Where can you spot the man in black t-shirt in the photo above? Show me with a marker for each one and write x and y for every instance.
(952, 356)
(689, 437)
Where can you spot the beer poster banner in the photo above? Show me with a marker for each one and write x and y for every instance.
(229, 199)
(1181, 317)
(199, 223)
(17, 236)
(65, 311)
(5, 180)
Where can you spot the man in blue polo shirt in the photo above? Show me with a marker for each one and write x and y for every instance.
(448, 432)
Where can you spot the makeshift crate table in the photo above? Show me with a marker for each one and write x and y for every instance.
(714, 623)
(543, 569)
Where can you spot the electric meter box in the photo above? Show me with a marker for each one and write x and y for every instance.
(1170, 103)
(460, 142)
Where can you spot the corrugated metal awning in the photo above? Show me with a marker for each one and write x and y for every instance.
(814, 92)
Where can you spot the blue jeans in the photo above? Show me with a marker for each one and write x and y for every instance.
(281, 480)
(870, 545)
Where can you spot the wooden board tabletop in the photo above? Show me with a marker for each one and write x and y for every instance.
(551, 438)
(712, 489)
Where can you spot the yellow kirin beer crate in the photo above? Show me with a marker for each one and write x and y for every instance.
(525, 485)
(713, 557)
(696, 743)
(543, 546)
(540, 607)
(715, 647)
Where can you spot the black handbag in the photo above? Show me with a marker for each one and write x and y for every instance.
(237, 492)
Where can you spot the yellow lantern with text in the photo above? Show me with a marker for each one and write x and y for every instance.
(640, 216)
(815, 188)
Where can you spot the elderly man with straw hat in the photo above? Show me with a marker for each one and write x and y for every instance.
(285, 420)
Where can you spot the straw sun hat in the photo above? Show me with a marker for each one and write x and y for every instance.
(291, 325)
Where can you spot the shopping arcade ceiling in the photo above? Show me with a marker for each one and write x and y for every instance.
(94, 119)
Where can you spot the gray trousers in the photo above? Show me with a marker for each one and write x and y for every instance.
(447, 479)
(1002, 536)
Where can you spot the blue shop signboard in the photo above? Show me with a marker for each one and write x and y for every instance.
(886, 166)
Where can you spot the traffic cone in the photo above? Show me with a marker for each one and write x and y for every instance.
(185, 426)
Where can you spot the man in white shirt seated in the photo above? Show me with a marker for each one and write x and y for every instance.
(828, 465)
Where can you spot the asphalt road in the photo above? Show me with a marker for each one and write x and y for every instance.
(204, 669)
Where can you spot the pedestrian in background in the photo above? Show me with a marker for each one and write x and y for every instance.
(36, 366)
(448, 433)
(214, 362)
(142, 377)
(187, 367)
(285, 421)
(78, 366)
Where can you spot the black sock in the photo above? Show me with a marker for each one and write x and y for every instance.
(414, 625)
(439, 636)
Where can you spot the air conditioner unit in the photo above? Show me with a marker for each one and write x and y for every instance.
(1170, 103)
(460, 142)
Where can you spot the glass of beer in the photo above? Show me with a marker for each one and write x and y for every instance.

• • • • •

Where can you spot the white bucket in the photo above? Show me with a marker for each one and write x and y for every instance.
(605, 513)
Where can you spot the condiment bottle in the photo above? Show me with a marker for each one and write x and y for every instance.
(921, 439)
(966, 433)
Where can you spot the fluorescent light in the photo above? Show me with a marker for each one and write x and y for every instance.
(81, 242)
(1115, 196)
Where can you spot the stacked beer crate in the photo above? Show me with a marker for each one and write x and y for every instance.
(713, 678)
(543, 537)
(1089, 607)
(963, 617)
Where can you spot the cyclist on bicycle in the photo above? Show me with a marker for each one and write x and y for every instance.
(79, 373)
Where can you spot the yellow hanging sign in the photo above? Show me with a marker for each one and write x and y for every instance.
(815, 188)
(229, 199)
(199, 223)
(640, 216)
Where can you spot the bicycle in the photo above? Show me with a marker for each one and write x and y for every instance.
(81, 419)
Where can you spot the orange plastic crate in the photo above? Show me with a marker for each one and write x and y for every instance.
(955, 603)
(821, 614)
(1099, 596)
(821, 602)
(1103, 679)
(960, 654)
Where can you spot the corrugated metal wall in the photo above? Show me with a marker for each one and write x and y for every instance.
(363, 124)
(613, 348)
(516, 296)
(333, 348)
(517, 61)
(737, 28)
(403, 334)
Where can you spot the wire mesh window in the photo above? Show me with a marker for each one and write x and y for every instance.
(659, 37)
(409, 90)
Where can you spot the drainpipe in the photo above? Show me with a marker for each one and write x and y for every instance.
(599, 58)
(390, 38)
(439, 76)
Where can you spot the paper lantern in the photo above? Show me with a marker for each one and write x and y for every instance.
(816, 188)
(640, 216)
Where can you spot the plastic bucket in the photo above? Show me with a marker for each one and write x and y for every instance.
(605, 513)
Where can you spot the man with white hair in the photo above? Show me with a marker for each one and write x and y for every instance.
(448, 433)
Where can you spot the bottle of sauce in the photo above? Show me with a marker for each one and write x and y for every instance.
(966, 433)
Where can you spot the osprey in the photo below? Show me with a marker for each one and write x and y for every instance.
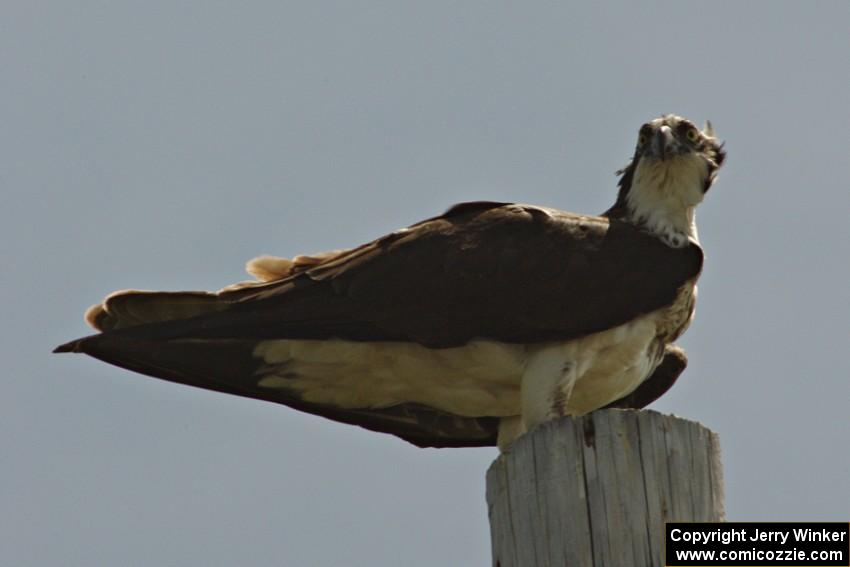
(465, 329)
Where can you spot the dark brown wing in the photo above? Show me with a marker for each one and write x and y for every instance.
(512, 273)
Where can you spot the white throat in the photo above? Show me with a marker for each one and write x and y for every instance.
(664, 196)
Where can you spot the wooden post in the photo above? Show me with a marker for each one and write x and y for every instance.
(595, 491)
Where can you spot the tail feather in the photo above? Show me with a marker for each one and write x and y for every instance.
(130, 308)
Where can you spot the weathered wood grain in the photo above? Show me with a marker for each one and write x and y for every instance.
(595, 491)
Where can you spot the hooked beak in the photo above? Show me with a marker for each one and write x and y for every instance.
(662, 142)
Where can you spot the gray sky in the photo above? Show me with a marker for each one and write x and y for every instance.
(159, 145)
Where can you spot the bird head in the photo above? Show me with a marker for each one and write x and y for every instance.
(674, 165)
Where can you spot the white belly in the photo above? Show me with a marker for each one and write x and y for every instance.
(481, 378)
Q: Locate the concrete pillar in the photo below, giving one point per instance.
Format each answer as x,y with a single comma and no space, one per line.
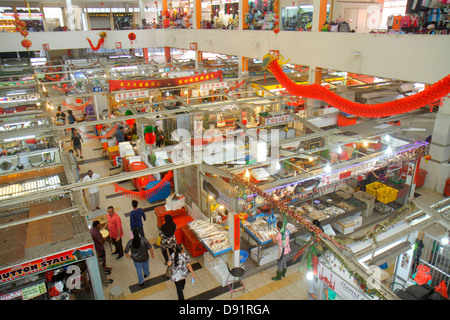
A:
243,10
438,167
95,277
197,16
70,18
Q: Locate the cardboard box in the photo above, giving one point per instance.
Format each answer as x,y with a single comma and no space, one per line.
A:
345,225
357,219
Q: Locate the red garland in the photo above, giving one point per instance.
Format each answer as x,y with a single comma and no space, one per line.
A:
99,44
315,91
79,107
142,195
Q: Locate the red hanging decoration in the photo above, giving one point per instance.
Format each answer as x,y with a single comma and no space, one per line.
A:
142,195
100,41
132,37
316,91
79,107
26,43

• • • • •

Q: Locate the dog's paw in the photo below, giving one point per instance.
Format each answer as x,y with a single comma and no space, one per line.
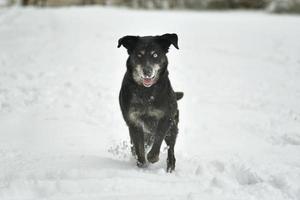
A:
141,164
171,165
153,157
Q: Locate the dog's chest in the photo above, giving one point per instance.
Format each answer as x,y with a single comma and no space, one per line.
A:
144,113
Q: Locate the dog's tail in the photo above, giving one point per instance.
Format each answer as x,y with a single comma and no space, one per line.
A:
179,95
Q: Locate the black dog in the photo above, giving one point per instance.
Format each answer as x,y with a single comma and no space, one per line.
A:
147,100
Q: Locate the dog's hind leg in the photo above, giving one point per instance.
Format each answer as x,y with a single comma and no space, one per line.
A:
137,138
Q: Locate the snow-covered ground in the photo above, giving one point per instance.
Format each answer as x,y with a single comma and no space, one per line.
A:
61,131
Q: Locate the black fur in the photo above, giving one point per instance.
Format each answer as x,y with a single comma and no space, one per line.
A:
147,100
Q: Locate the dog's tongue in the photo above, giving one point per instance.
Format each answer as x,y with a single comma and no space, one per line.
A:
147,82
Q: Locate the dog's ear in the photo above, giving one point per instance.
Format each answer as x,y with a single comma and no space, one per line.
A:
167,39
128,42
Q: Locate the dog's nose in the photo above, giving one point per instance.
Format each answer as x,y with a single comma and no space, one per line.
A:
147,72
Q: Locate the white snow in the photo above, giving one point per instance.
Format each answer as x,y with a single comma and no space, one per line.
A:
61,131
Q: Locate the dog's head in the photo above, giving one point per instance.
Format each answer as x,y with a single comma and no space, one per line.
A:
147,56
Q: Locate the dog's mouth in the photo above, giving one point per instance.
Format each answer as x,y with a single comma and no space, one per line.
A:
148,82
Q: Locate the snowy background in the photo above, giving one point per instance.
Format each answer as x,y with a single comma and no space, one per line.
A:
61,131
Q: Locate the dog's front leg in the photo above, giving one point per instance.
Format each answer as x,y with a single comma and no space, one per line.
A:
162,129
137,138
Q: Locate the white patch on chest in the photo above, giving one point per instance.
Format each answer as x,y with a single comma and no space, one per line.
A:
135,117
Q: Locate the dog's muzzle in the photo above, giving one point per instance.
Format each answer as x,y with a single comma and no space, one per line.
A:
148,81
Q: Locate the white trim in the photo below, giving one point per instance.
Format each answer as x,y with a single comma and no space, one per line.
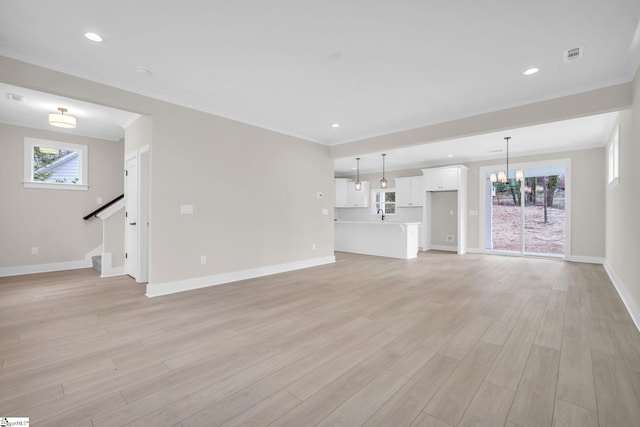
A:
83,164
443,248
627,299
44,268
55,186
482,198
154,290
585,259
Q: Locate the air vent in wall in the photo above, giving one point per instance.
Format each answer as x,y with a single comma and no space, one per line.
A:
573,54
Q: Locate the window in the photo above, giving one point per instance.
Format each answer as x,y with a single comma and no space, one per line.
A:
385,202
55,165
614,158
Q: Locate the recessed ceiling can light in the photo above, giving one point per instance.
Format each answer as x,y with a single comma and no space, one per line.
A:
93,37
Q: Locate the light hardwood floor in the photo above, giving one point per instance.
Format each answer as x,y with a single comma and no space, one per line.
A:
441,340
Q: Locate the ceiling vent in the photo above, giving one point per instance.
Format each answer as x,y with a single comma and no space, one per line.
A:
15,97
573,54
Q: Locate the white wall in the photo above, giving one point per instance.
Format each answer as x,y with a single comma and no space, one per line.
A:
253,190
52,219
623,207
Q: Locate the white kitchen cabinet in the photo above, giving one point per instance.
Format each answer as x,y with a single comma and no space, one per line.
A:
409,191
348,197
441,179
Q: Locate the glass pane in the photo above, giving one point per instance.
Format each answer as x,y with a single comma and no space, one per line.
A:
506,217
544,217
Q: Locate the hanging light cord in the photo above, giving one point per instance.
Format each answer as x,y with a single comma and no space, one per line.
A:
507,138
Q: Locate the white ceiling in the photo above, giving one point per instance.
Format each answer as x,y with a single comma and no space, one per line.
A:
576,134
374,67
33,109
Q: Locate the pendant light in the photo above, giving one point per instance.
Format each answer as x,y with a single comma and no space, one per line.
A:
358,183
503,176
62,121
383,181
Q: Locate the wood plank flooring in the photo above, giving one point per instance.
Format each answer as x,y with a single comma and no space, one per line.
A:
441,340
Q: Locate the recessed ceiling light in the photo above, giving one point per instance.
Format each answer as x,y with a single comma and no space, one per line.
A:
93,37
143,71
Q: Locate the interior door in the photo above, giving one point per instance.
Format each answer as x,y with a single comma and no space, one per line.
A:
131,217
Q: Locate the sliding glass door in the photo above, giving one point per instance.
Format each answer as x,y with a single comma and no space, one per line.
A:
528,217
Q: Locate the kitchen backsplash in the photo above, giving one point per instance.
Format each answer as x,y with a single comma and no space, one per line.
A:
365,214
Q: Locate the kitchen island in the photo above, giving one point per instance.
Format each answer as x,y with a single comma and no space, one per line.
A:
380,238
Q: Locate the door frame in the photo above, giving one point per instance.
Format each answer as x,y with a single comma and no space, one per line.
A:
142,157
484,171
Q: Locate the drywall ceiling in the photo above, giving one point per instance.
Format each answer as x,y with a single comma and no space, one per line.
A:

• • • • •

**Assignment**
Find how many lines in the material above contain "chest", and answer with that number only.

**Task answer**
2